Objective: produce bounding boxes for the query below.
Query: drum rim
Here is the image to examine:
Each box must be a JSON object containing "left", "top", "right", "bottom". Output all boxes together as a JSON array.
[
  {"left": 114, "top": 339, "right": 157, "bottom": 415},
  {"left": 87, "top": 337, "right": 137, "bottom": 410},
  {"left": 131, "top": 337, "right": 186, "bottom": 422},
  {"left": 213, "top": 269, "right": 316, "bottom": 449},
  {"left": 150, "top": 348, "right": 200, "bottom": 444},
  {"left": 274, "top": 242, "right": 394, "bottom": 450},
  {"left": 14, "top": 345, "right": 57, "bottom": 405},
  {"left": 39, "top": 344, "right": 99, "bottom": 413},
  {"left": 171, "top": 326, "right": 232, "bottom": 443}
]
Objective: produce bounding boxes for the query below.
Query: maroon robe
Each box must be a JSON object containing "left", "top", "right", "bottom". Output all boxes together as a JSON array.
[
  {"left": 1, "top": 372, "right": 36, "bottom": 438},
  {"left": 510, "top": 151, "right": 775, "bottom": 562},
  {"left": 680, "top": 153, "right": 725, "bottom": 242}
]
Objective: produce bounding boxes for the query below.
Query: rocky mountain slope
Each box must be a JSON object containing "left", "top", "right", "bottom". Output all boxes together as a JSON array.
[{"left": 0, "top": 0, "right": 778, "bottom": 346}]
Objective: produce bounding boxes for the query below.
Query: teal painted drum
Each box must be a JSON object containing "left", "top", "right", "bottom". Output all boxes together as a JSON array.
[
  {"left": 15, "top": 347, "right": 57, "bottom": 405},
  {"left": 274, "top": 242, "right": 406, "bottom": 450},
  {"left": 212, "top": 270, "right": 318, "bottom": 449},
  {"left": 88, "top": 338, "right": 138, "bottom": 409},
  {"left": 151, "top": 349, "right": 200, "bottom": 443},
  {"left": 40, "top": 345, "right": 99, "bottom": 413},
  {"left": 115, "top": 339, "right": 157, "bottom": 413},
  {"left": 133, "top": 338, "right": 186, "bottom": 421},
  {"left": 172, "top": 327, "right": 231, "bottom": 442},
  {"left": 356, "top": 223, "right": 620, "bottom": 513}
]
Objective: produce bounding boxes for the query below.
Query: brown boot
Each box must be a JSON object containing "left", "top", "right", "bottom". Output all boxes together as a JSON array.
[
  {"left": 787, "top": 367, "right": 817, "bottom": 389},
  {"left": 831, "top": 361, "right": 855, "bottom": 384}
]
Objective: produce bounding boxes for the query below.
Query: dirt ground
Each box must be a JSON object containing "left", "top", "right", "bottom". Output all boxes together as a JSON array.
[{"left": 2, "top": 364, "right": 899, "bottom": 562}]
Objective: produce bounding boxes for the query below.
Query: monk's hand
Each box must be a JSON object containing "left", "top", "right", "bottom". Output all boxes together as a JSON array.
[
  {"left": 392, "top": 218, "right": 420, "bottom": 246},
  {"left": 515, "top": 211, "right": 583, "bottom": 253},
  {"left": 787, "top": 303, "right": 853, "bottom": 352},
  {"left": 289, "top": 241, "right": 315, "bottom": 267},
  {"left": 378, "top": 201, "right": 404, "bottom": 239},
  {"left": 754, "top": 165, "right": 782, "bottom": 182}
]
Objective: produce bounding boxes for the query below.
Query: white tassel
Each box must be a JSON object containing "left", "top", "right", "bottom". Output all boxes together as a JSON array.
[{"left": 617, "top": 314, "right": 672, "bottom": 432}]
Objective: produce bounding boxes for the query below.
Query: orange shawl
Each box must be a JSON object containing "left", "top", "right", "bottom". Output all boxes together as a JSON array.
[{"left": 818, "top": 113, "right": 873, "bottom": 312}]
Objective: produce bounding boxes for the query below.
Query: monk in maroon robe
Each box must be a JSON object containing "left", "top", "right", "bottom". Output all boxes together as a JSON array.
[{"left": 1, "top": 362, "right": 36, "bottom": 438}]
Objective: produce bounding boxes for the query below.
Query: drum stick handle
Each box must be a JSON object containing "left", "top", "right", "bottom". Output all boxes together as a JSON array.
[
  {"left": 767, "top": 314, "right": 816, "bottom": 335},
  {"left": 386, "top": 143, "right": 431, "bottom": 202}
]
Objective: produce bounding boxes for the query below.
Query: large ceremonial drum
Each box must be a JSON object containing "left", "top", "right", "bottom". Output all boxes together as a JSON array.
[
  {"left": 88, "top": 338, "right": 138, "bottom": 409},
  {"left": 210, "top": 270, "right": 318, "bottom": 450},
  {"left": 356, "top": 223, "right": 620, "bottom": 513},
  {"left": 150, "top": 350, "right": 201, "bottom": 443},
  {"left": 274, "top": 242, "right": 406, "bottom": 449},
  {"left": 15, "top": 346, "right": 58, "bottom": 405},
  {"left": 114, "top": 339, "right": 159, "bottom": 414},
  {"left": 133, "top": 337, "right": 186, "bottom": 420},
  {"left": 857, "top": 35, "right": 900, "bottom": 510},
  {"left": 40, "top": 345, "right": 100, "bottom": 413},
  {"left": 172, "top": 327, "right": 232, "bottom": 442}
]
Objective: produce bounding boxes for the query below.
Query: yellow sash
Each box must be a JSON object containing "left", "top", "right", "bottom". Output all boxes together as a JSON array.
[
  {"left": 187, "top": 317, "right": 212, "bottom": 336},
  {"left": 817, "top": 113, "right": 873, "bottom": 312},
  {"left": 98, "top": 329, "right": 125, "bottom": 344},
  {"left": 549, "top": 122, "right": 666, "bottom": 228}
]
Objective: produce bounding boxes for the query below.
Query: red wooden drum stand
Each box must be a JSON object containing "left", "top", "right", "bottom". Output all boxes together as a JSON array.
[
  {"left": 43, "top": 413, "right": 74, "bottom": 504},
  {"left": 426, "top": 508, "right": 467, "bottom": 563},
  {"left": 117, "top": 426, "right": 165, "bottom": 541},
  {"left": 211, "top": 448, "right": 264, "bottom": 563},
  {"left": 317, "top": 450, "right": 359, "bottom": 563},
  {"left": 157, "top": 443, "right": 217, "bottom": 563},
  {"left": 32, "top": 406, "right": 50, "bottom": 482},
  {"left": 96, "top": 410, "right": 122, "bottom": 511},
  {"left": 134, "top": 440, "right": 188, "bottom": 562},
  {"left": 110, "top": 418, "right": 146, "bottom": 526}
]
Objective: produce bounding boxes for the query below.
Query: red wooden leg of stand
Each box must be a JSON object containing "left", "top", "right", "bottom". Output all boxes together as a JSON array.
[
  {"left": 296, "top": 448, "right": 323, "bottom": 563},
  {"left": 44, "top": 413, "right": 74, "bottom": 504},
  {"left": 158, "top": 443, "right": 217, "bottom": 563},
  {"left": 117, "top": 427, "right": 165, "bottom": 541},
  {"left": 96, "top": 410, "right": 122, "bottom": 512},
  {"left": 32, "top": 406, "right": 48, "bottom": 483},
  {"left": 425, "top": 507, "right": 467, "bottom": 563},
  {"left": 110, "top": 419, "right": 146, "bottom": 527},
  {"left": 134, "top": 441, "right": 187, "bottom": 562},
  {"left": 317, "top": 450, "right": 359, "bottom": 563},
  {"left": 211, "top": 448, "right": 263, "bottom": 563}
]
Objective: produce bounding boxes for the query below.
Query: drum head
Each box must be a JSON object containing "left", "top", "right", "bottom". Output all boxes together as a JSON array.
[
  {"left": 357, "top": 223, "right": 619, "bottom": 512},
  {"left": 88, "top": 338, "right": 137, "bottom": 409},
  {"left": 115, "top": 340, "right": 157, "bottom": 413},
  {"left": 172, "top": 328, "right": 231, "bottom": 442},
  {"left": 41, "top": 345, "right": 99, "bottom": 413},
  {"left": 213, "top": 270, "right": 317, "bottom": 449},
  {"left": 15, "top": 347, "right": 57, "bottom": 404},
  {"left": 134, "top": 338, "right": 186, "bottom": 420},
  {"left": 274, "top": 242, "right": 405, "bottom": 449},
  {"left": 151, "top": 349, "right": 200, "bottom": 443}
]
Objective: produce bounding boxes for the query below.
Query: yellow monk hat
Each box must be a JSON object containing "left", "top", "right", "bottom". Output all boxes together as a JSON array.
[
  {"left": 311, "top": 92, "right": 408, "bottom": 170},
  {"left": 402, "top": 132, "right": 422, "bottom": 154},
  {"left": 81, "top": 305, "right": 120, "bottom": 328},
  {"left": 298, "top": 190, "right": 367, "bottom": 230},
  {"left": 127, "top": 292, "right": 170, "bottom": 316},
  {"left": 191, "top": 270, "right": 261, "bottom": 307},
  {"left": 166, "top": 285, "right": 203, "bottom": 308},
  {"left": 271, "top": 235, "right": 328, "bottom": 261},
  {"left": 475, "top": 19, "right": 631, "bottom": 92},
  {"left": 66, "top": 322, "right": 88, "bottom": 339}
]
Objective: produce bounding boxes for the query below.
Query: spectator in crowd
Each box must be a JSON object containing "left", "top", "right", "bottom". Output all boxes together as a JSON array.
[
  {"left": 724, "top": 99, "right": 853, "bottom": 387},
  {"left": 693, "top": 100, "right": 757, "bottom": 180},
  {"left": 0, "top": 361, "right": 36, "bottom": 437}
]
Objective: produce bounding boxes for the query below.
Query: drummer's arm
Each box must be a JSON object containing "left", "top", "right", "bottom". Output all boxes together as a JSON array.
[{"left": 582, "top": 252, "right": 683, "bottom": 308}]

:: Task to complete ::
Count the lines in these records that hold the string "wooden". Only the number is wanted.

:: Finished task ::
2